La presión social y política era cada vez más alta. El peronismo había aprendido a temer a esas movilizaciones estudiantiles que le ganaban la calle, conquistaban para su causa a las clases medias y altas y rompían con la pretendida unanimidad de la dictadura. Eso explica que el 13 de junio el régimen perpetrara una de sus típicas maniobras canallas. Un comunicado de la policía informó que el día anterior, en horas de la noche, un auto con cuatro o cinco personas arriba, había desobedecido órdenes de detención. Como consecuencia se habían producido una persecución y un posterior tiroteo. Finalmente, los integrantes del auto se habían dado a la fuga, y el único detenido era un joven que decía llamarse Ernesto Mario Bravo.

Al otro día el diario oficialista Noticias Gráficas publicó la siguiente nota editorial: “Bravo, que no estuvo ni muerto ni detenido, se tirotea con la policía. Quedó destruida la torpe maniobra de un suceso que nunca existió. Que diga ahora la oposición todo lo que expresó saber. Todo el pueblo argentino está en pie contra los traidores”. La prensa vasalla del actual oficialismo peronista no lo podría haber escrito mejor.

• [Material proporcionado]:

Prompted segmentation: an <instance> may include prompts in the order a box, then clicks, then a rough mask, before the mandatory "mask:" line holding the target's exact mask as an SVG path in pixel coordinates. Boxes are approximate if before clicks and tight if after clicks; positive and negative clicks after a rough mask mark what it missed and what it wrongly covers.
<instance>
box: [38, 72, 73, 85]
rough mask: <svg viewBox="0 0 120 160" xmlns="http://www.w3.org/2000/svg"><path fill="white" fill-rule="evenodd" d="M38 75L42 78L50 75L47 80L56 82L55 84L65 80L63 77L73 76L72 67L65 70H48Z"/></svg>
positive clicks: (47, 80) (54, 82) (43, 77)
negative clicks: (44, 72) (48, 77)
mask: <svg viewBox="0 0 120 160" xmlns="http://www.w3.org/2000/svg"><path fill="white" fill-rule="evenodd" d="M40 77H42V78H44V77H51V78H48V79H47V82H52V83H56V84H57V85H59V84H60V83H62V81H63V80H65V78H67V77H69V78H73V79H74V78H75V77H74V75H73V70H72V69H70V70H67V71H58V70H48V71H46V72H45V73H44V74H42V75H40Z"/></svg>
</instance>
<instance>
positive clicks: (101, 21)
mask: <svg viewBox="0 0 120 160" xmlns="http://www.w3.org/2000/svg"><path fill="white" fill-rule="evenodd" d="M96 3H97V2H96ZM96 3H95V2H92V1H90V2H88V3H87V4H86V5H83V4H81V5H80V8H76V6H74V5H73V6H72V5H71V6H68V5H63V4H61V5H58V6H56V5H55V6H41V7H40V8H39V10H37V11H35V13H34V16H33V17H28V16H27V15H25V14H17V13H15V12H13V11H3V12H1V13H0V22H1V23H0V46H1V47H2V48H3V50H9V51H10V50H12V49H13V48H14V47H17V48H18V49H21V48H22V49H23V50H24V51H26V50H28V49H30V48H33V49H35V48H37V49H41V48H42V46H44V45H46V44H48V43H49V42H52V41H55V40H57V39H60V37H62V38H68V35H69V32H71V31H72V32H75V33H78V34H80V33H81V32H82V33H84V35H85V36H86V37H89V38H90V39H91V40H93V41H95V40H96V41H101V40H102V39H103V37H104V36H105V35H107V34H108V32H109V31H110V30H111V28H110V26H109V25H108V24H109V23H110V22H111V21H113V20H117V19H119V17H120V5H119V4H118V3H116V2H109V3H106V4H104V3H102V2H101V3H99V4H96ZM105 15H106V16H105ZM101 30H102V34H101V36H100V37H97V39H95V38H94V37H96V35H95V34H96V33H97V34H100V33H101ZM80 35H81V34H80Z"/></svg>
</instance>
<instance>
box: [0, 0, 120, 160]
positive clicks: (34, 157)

...

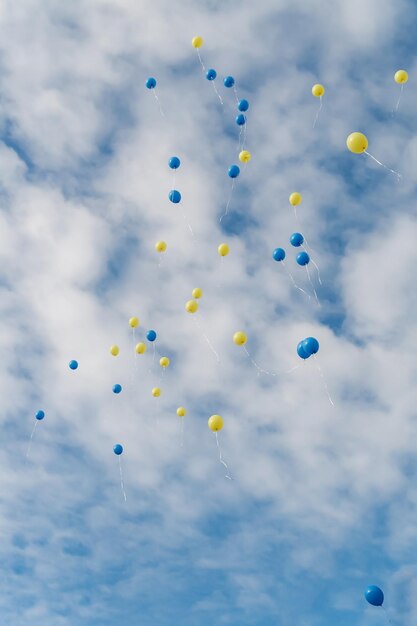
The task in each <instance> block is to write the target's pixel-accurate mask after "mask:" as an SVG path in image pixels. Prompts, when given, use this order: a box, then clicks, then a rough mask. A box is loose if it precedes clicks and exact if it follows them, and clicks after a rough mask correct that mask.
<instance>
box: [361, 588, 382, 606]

--

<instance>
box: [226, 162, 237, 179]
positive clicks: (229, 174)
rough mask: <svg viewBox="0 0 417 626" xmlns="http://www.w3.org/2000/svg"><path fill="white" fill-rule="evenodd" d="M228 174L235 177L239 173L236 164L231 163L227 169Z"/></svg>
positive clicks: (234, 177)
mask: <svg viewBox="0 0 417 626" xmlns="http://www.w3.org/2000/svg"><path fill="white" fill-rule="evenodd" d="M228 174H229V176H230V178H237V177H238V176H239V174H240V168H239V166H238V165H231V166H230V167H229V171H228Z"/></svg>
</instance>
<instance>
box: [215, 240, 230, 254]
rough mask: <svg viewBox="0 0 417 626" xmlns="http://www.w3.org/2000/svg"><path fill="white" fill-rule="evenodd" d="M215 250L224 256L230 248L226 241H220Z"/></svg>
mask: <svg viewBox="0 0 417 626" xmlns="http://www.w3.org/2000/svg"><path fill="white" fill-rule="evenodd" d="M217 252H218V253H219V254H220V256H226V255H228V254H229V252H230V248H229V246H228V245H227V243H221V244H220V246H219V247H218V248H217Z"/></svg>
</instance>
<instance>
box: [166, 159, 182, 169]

• [Tareas del ejercicio]:
[a] Responde estas preguntas sobre el fragmento acerca de Bravo:
(i) ¿Cuántas personas iban en el auto, según el comunicado de la policía?
(ii) ¿Cómo decía llamarse el único detenido?
(iii) ¿Qué diario publicó la nota editorial al otro día?
[b] Escribe la continuación del fragmento acerca de Bravo a partir de su última oración.
Los registros proceden de una fuente distinta a la del fragmento.

• [Respuestas]:
[a]
(i) Cuatro o cinco personas.
(ii) Ernesto Mario Bravo.
(iii) Noticias Gráficas.

[b]
No sólo los diarios de Apold se prestaron a esa maniobra. También lo hicieron el partido del gobierno y su bancada parlamentaria. Todos cerraron filas a favor de Lombilla y de su teoría del simulacro. Para los mismos días en que la Fuba convocaba a un paro general universitario, la CGT a través de sus burócratas más distinguidos se movilizaba en contra de los estudiantes y a favor del régimen. “Paremos la maniobra comunista”, era la consigna combativa y proletaria de la CGT.

El juez de Instrucción que se hizo cargo de la causa fue Conrado Sadi Massué. No era mucho lo que se podía hacer en materia judicial en un régimen cuyo presidente de la Corte Suprema, Felipe Pérez, había declarado “que los jueces que no están a tono con la doctrina peronista no pueden continuar en el cargo”. Mucho menos en contra de un comisario como Cipriano Lombilla, que lucía orgulloso en la pared de su despacho un retrato de Perón autografiado por el general.

Los diputados radicales Silvano Santander y Miguel Ángel Zavala Ortiz también se movilizaban. Y Arturo Illia declaraba: “El gobierno premia con felicitaciones públicas a los delincuentes torturadores”. Ni gestiones judiciales, ni protestas, ni presentaciones políticas, parecían poder romper la maniobra del gobierno. Las señales de las torturas contra Bravo eran más que evidentes, pero se imponía la doctrina oficial.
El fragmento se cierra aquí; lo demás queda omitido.